* _Task description_: Go through the data below and return each line where the string "cluster" occurs.

* _Collection entries_:
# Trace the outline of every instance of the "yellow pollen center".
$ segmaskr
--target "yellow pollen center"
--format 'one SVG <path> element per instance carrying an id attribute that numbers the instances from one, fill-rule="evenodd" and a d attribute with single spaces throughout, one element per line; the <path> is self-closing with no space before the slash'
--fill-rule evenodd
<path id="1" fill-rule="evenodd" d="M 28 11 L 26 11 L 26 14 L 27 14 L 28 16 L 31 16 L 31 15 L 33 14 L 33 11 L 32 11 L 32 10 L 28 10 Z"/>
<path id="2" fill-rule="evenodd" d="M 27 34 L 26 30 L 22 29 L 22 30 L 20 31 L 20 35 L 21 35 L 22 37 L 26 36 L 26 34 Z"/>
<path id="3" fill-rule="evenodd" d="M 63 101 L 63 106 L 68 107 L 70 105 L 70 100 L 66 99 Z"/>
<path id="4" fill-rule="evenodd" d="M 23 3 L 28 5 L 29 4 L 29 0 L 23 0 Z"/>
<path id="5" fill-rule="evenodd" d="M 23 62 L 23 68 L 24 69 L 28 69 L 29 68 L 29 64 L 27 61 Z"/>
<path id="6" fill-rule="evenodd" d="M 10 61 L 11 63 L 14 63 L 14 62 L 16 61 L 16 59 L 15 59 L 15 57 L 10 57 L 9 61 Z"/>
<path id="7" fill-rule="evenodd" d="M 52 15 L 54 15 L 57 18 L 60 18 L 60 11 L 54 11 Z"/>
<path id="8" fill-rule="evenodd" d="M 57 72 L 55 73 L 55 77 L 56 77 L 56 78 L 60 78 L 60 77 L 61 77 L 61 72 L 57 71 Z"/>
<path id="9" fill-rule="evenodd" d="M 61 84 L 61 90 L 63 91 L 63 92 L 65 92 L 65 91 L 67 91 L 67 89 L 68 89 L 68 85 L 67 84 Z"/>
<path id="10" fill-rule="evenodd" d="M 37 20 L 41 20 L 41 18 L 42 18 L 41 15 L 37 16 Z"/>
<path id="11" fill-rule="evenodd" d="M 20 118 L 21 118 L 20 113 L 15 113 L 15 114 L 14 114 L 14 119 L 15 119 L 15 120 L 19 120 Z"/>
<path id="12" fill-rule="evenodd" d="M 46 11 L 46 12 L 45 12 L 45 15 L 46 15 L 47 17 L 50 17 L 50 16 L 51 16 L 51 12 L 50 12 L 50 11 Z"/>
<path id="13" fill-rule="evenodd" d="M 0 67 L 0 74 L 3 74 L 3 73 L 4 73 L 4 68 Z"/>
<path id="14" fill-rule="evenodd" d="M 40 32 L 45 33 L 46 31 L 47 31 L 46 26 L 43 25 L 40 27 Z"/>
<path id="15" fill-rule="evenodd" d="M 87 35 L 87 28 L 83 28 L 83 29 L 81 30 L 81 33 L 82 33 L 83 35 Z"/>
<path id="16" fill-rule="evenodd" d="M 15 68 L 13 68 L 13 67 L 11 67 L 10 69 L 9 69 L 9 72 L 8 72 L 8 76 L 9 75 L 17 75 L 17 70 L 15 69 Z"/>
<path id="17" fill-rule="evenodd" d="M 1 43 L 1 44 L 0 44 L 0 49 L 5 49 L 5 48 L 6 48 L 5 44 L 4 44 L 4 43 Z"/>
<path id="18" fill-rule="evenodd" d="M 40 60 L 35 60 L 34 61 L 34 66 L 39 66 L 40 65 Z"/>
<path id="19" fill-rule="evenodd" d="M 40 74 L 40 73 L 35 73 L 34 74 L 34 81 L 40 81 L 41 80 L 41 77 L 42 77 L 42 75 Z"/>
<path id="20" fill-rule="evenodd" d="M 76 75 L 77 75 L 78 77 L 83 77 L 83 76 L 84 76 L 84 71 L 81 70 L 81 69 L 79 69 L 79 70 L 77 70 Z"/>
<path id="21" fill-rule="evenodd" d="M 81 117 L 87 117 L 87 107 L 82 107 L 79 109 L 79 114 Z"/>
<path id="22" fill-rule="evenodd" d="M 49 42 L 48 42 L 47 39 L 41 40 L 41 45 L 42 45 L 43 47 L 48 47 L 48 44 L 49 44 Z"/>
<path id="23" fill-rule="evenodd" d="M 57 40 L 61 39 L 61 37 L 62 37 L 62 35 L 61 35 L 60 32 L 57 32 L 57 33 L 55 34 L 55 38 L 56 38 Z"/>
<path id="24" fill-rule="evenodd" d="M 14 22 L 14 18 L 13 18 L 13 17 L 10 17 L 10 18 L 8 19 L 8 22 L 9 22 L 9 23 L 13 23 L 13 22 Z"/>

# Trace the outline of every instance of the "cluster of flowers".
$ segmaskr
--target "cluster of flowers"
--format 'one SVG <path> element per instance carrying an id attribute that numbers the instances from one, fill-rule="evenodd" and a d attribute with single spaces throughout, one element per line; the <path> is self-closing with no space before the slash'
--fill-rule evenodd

* _Task solution_:
# Trace the outline of every instance of the "cluster of flowers".
--target "cluster of flowers"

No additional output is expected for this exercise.